(Document passage):
Data Source:

De Cock, D. (2011). Ames, Iowa: Alternative to the Boston Housing Data as an End of Semester Regression Project. Journal of Statistics Education, 19(3). https://doi.org/10.1080/10691898.2011.11889627

In [1]:
import pandas as pd
import numpy as np
import sys
import pickle
import importlib

In this tutorial, we use Pyreal to get feature contribution explanations for the AmesHousing dataset

First, we load in the data. Pyreal expects all data as DataFrames, where columns have the feature names.

In [2]:
data = pd.read_csv("data.csv")
data = data[data.GrLivArea < 4000]
y_orig = data["SalePrice"]
x_orig = data.drop("SalePrice", axis="columns")
print(x_orig.shape, y_orig.shape)

(1456, 80) (1456,)


Next, we load in the interpretable feature descriptions.

In [3]:
descriptions_df = pd.read_csv("feature_descriptions.csv")
descriptions = descriptions_df.set_index("Name").to_dict()["Description"]

Next, we prepare the transfomers. There are three kinds of transformers: e_transforms, m_transforms, and i_transforms. In this case, the original data is already interpretable, and the explanation algorithm will take the data in its model_ready form.

Therefore, i_transforms=None and e_transforms=m_transforms.

The first kind of transform we will do it to manually impute the data based on information we know about the dataset.
We will call this the `AmesHousingImputer`

This imputation code comes from https://www.kaggle.com/juliencs/a-study-on-regression-applied-to-the-ames-dataset

In [4]:
from pyreal.utils.transformer import BaseTransformer
class AmesHousingImputer:
    def transform(self, x_orig):
            x_transform = x_orig.copy()
            # Alley : data description says NA means "no alley access"
            x_transform.loc[:, "Alley"] = x_transform.loc[:, "Alley"].fillna("None")
            # BedroomAbvGr : NA most likely means 0
            x_transform.loc[:, "BedroomAbvGr"] = x_transform.loc[:, "BedroomAbvGr"].fillna(0)
            # BsmtQual etc : x_transform description says NA for basement features is "no basement"
            x_transform.loc[:, "BsmtQual"] = x_transform.loc[:, "BsmtQual"].fillna("No")
            x_transform.loc[:, "BsmtCond"] = x_transform.loc[:, "BsmtCond"].fillna("No")
            x_transform.loc[:, "BsmtExposure"] = x_transform.loc[:, "BsmtExposure"].fillna("No")
            x_transform.loc[:, "BsmtFinType1"] = x_transform.loc[:, "BsmtFinType1"].fillna("No")
            x_transform.loc[:, "BsmtFinType2"] = x_transform.loc[:, "BsmtFinType2"].fillna("No")
            x_transform.loc[:, "BsmtFullBath"] = x_transform.loc[:, "BsmtFullBath"].fillna(0)
            x_transform.loc[:, "BsmtHalfBath"] = x_transform.loc[:, "BsmtHalfBath"].fillna(0)
            x_transform.loc[:, "BsmtUnfSF"] = x_transform.loc[:, "BsmtUnfSF"].fillna(0)

(Objective 1):
Please list every column that the imputer in the Pyreal tutorial above fills with the string "No" when values are missing.
(Objective 2):
Extend the Pyreal tutorial on the Ames housing data, picking up right after its last line of code.

(Dataset extract):
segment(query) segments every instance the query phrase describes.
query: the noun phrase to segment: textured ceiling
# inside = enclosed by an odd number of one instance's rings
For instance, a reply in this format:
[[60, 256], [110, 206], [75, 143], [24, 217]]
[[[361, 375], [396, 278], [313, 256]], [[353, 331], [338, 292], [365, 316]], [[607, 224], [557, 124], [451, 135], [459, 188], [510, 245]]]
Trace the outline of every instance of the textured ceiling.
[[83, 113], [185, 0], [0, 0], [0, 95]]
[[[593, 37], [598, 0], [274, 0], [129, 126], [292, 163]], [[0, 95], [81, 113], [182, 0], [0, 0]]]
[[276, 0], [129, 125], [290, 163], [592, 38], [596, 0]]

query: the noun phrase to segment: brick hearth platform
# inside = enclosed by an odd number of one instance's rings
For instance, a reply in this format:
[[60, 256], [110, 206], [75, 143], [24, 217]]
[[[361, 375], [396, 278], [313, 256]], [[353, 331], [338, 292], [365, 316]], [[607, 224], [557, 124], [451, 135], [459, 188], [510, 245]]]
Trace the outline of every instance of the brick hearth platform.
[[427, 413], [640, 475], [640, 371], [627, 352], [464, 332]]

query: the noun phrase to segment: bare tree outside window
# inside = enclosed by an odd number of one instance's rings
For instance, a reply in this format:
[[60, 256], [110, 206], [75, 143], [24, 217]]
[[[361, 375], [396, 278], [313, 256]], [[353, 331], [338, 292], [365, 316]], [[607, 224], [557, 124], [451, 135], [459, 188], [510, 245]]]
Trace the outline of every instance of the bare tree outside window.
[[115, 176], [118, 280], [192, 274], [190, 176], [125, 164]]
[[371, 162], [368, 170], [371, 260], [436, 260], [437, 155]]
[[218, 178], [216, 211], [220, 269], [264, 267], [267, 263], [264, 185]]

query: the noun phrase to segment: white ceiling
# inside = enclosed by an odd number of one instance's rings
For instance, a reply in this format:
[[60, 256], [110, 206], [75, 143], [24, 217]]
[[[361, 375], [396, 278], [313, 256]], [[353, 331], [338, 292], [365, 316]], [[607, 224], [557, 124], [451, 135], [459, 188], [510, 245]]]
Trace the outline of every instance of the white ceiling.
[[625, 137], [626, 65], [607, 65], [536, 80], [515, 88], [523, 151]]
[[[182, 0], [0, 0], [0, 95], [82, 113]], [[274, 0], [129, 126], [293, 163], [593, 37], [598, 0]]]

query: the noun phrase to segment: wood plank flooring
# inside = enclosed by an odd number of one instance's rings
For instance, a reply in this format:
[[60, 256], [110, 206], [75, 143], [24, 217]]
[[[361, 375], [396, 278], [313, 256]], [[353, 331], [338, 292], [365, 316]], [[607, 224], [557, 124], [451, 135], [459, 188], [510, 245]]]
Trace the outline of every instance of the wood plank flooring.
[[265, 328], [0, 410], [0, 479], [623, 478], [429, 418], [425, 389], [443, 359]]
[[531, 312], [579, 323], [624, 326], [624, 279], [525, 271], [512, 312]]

(Task response 1):
BsmtQual, BsmtCond, BsmtExposure, BsmtFinType1, BsmtFinType2

(Task response 2):
            # CentralAir : NA most likely means No
            x_transform.loc[:, "CentralAir"] = x_transform.loc[:, "CentralAir"].fillna("N")
            # Condition : NA most likely means Normal
            x_transform.loc[:, "Condition1"] = x_transform.loc[:, "Condition1"].fillna("Norm")
            x_transform.loc[:, "Condition2"] = x_transform.loc[:, "Condition2"].fillna("Norm")
            # EnclosedPorch : NA most likely means no enclosed porch
            x_transform.loc[:, "EnclosedPorch"] = x_transform.loc[:, "EnclosedPorch"].fillna(0)
            # External stuff : NA most likely means average
            x_transform.loc[:, "ExterCond"] = x_transform.loc[:, "ExterCond"].fillna("TA")
            x_transform.loc[:, "ExterQual"] = x_transform.loc[:, "ExterQual"].fillna("TA")
            # Fence : x_transform description says NA means "no fence"
            x_transform.loc[:, "Fence"] = x_transform.loc[:, "Fence"].fillna("No")
            # FireplaceQu : x_transform description says NA means "no fireplace"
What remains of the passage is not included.